* Material for this exercise *

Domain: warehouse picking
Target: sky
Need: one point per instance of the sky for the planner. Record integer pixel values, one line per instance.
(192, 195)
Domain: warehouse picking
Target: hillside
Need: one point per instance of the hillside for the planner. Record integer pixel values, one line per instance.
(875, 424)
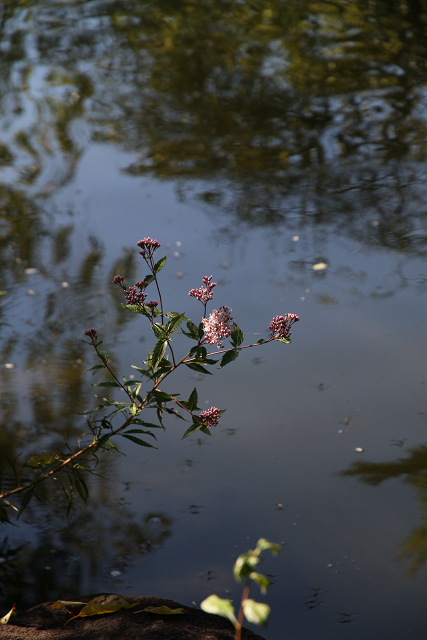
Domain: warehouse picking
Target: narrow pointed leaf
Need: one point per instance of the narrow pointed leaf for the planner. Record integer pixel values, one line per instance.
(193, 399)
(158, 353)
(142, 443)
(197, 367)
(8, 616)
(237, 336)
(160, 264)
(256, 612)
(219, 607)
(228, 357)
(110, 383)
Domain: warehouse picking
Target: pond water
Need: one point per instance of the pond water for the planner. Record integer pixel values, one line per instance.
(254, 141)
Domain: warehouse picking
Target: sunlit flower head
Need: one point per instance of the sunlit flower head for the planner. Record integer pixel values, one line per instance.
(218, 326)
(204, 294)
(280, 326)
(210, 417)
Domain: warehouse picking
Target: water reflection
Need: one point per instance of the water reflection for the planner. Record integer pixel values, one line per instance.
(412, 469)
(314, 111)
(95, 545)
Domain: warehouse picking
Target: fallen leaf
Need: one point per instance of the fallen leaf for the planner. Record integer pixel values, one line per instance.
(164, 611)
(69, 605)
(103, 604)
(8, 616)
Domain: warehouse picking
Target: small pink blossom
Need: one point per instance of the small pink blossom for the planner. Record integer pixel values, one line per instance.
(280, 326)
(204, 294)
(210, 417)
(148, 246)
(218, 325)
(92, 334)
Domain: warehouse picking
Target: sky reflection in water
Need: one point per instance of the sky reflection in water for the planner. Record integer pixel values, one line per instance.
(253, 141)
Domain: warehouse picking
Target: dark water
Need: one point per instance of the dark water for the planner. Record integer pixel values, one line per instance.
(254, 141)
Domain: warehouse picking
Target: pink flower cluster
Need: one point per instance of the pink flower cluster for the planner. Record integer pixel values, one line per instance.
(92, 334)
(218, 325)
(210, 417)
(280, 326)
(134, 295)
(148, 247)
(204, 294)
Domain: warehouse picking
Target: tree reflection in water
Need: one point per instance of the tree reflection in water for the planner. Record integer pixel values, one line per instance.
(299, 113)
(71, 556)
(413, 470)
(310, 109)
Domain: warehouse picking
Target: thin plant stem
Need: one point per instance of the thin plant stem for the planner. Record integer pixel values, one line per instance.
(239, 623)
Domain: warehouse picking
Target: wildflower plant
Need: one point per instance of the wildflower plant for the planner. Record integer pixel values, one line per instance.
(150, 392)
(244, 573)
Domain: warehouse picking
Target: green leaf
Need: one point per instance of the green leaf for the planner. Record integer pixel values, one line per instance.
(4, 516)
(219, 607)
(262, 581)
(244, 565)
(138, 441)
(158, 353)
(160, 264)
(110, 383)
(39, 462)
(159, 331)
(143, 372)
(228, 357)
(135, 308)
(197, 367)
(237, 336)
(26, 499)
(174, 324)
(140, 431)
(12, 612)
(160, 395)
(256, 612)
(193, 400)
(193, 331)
--
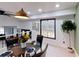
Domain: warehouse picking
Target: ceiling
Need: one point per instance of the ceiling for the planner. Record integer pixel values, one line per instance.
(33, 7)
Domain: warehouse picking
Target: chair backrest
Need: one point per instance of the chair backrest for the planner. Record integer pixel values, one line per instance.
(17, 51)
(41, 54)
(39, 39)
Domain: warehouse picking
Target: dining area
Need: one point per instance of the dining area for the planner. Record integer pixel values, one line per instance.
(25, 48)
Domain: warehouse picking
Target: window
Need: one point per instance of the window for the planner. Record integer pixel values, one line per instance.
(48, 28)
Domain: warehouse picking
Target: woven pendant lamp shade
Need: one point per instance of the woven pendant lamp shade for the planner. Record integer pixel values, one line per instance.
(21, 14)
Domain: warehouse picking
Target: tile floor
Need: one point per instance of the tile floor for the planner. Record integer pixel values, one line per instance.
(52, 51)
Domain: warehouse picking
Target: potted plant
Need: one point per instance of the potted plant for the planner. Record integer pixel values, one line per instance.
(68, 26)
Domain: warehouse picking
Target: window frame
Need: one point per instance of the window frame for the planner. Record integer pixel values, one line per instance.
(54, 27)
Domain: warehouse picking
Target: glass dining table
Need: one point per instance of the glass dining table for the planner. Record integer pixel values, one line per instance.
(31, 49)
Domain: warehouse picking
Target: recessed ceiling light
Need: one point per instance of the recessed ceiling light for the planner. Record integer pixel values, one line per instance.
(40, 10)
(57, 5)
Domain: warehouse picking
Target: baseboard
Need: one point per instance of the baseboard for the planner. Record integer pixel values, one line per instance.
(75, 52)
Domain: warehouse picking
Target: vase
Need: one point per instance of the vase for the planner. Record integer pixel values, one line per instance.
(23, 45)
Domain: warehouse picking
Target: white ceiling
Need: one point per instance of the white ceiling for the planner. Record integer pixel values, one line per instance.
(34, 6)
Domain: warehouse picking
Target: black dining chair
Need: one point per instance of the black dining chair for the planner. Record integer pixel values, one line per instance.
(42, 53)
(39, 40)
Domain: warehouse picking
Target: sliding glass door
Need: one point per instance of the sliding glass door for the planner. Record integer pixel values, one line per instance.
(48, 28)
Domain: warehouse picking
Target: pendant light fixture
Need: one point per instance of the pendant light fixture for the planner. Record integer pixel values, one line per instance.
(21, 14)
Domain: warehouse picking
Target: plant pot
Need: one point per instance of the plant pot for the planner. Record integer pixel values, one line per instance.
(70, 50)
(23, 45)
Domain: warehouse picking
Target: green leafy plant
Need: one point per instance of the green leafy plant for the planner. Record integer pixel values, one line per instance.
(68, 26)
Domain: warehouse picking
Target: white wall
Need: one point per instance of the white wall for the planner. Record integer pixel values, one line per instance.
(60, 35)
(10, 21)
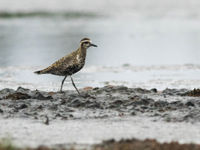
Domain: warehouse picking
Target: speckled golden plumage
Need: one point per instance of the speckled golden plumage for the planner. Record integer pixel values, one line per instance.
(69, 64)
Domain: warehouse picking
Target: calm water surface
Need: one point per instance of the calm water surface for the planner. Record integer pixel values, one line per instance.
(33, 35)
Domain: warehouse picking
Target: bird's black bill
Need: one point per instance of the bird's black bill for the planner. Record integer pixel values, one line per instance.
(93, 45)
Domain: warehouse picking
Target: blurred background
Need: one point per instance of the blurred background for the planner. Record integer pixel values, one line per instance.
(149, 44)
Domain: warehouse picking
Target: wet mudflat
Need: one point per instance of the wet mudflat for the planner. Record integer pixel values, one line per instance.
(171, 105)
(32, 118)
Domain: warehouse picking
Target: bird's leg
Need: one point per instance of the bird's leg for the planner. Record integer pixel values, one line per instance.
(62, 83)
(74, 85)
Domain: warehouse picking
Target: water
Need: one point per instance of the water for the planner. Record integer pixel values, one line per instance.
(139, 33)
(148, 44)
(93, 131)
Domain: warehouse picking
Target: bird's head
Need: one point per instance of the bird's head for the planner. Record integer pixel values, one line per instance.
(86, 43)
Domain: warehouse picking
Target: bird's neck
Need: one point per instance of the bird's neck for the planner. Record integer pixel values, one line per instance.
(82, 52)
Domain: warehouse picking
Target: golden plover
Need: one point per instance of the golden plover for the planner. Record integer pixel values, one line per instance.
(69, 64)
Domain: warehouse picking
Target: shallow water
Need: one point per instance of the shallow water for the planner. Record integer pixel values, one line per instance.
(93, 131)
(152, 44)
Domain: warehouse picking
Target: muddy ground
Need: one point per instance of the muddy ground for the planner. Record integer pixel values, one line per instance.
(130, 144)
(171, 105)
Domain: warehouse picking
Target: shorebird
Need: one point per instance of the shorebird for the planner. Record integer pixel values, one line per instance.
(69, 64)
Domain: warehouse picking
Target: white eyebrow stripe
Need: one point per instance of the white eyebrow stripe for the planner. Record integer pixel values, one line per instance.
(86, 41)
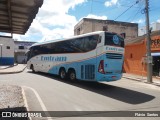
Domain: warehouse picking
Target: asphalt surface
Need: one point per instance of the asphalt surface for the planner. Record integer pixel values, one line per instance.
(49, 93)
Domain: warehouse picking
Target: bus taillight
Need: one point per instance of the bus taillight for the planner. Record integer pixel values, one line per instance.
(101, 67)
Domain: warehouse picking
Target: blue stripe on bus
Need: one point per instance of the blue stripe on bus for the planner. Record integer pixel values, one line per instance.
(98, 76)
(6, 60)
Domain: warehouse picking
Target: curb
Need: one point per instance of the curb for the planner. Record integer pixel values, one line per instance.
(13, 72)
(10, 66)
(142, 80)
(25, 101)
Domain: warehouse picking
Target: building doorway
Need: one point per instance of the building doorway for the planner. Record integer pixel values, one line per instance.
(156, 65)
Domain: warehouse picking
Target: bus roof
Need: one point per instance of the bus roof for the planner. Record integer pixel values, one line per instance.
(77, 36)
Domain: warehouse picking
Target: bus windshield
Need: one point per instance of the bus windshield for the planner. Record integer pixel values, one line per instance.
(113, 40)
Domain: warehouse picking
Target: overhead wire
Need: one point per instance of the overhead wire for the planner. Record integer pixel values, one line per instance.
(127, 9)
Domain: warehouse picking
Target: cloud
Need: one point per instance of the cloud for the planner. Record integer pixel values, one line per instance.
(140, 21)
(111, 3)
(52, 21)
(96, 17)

* Problem details *
Identify every line in the records above that contains the string "background", and copy each one in full.

* Task response *
Target: blurred background
Need: one point per instance of the blurred background for the planner. Record integer pixel values, one line per instance.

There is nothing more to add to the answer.